What the task asks> Would you write out the entries below, every one of them, exactly?

Data for this task>
— START —

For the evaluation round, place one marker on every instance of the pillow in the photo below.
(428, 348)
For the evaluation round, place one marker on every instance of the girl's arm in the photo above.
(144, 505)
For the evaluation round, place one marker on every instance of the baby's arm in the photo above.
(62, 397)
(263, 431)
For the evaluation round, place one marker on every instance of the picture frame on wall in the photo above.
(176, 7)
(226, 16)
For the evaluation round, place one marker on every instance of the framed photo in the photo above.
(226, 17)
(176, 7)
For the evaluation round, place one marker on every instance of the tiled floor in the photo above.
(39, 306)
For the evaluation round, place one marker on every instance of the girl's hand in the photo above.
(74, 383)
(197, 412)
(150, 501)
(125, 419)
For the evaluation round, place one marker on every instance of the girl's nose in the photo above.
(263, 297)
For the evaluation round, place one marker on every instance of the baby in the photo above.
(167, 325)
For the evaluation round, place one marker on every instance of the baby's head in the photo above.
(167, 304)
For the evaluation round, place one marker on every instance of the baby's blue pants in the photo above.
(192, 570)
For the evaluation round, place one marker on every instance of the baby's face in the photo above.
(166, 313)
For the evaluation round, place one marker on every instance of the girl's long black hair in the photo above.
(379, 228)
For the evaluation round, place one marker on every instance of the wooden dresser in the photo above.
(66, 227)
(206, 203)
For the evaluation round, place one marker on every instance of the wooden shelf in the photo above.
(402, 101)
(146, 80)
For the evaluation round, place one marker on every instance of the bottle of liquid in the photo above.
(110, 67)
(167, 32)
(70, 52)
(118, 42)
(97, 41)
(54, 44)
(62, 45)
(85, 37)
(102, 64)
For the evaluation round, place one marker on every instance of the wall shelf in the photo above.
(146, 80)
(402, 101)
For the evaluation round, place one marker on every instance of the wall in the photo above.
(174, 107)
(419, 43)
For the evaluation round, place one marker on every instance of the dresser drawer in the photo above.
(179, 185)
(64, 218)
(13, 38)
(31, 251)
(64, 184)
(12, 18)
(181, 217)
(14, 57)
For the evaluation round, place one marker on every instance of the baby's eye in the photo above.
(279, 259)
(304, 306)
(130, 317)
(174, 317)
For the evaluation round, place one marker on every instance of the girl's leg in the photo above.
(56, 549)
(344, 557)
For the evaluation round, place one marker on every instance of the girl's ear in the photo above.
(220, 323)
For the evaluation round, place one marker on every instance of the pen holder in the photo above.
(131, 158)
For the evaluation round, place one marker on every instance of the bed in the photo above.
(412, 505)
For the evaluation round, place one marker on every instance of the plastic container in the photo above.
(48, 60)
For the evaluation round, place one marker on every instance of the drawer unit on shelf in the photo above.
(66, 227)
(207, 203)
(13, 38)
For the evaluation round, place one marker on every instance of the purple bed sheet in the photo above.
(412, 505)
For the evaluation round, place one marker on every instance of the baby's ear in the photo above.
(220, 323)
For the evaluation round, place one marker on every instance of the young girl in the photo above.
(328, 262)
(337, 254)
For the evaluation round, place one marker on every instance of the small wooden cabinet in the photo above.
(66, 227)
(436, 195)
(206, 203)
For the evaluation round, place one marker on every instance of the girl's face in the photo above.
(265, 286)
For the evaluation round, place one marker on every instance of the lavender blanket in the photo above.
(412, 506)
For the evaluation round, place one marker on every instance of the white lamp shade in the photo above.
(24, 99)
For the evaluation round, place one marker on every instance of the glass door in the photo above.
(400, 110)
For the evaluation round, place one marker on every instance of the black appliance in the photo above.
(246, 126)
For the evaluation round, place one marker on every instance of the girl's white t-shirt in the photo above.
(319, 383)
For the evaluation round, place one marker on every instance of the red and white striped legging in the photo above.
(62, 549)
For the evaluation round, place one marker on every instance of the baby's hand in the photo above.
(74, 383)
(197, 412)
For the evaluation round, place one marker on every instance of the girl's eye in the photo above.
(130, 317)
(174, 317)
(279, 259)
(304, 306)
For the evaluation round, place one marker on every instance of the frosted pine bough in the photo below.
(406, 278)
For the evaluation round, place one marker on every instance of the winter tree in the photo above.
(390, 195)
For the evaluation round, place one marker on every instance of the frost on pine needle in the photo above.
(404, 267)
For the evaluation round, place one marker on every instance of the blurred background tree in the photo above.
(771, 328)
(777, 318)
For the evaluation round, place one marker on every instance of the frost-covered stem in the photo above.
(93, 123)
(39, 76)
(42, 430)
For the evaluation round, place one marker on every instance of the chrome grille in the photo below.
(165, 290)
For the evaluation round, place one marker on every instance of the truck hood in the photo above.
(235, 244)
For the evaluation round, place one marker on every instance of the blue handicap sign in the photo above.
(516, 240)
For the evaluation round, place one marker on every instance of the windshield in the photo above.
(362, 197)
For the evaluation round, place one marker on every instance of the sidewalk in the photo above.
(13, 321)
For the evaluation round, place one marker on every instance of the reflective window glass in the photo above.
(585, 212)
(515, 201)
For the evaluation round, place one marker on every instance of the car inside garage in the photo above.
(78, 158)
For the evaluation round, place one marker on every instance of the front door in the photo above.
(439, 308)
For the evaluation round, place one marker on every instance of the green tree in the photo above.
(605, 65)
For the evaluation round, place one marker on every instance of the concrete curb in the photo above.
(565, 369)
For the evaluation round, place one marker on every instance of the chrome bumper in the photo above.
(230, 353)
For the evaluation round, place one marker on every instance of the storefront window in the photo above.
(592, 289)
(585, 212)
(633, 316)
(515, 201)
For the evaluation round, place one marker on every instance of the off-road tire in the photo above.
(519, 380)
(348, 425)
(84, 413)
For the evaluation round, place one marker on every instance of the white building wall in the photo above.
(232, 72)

— END —

Result of the task>
For the evaluation round, place one marker on every instance of the pillow in the photo below.
(428, 348)
For the evaluation round, place one marker on every instance of the girl's arm in the photo above.
(144, 505)
For the evaluation round, place one marker on every instance of the baby's arm in the photo above.
(62, 397)
(263, 431)
For the evaluation round, place one marker on every instance of the picture frame on wall in the photo above.
(176, 7)
(226, 16)
For the evaluation round, place one marker on every instance of the framed photo in the photo above.
(226, 17)
(176, 7)
For the evaluation round, place one marker on every instance of the tiled floor in the photo above.
(39, 306)
For the evaluation round, place one marker on every instance of the girl's hand in the photo above.
(74, 383)
(197, 412)
(150, 501)
(125, 419)
For the evaluation round, place one marker on every instance of the girl's nose in the photo above.
(263, 297)
For the evaluation round, place one marker on every instance of the baby in the photo above.
(167, 325)
For the evaluation round, place one marker on every instance of the baby's head in the photo above.
(167, 304)
For the evaluation round, place one marker on every instance of the baby's blue pants in the photo above.
(192, 570)
For the evaluation round, place one marker on every instance of the baby's face in the photo above.
(166, 313)
For the evaluation round, place one marker on every instance of the girl's long black hair in the photo above.
(379, 228)
For the evaluation round, place one marker on every instance of the wooden dresser in the photo above.
(66, 227)
(206, 203)
For the evaluation round, place one marker on every instance of the wooden shelf in the photo above.
(402, 101)
(146, 80)
For the evaluation round, place one marker on every instance of the bottle of liquid in the photo above.
(110, 67)
(167, 32)
(70, 52)
(118, 42)
(97, 41)
(54, 44)
(62, 45)
(85, 37)
(102, 64)
For the evaluation round, place one marker on every instance of the wall shelf in the photo above.
(146, 80)
(402, 101)
For the evaluation round, place one marker on every instance of the wall in the photo above.
(174, 107)
(419, 43)
For the evaluation round, place one marker on every instance of the dresser drawer in the photo above.
(179, 185)
(64, 218)
(13, 38)
(31, 251)
(64, 184)
(12, 18)
(181, 217)
(14, 57)
For the evaluation round, place one marker on every instance of the baby's eye in the photo above.
(279, 259)
(304, 306)
(130, 317)
(174, 317)
For the evaluation round, place one marker on every instance of the girl's leg in the photo above.
(56, 549)
(344, 557)
For the evaluation round, place one marker on every instance of the girl's ear in the photo above.
(220, 323)
For the evaluation round, place one marker on every instance of the pen holder in the photo above.
(131, 158)
For the evaluation round, place one marker on every instance of the bed in the photo above.
(412, 505)
For the evaluation round, place one marker on every instance of the plastic container in the photo above.
(48, 60)
For the evaluation round, place one marker on every instance of the drawer unit on shelf in the photo above.
(66, 227)
(207, 203)
(13, 38)
For the evaluation round, place one marker on every instance of the purple bed sheet in the photo above.
(412, 505)
For the evaluation round, place one marker on every instance of the baby's ear in the photo above.
(220, 323)
For the evaluation round, place one marker on every instance of the young girl in the photo above.
(328, 262)
(337, 254)
For the evaluation round, place one marker on every instance of the small wooden cabinet in the photo above.
(66, 227)
(436, 195)
(206, 203)
For the evaluation round, place one marker on every instance of the girl's face in the photo above.
(265, 286)
For the evaluation round, place one marker on every instance of the lavender blanket in the photo above.
(412, 506)
For the evaluation round, place one marker on every instance of the white lamp shade in the photo above.
(24, 99)
For the evaluation round, place one marker on every instance of the glass door in the photo above.
(400, 110)
For the evaluation round, place one marker on every instance of the black appliance in the photo above.
(246, 126)
For the evaluation round, place one marker on every instance of the girl's white t-shirt in the photo above.
(319, 383)
For the evaluation round, place one marker on every instance of the red and white striped legging in the photo above.
(62, 549)
For the evaluation round, place one marker on every instance of the baby's hand in the photo above.
(74, 383)
(197, 412)
For the evaluation round, place one marker on every instance of the girl's eye in the photo above.
(130, 317)
(174, 317)
(279, 259)
(304, 306)
For the evaluation round, place one marker on every instance of the frosted pine bough in the photo below.
(406, 278)
For the evaluation round, place one marker on every instance of the winter tree in the photo above.
(390, 195)
For the evaluation round, place one marker on every instance of the frost on pine needle in the photo above.
(404, 267)
For the evaluation round, place one marker on every instance of the blurred background tree in the photo above.
(771, 328)
(777, 318)
For the evaluation round, place one marker on every instance of the frost-covered stem in the photo above.
(93, 123)
(39, 76)
(42, 430)
For the evaluation round, place one marker on every instance of the chrome grille in the photo below.
(165, 290)
For the evaluation round, place one marker on every instance of the truck hood in the photo above.
(235, 244)
For the evaluation round, place one marker on every instance of the blue handicap sign in the photo above.
(516, 240)
For the evaluation round, place one marker on every instance of the windshield in the photo above.
(362, 197)
For the evaluation round, place one marker on every instance of the sidewalk in the photo above.
(13, 321)
For the evaluation round, place one marker on every instance of the reflective window glass in the photo above.
(585, 212)
(515, 201)
For the evaluation round, place one marker on every instance of the car inside garage in the photo above.
(78, 158)
For the evaluation round, place one marker on every instance of the front door in the photo above.
(439, 308)
For the evaluation round, place one marker on every instance of the green tree in the photo above.
(605, 65)
For the evaluation round, place one marker on every instance of the concrete curb in the photo above.
(565, 369)
For the evaluation round, place one marker on every instance of the chrome bumper in the photo above.
(230, 353)
For the evaluation round, place one marker on every instance of the storefront window in the photo above.
(592, 289)
(585, 212)
(633, 316)
(515, 201)
For the evaluation round, place one marker on every instance of the off-road tire in the photo above.
(519, 380)
(348, 425)
(84, 413)
For the evaluation round, place one marker on every instance of the white building wall in the photo above.
(232, 72)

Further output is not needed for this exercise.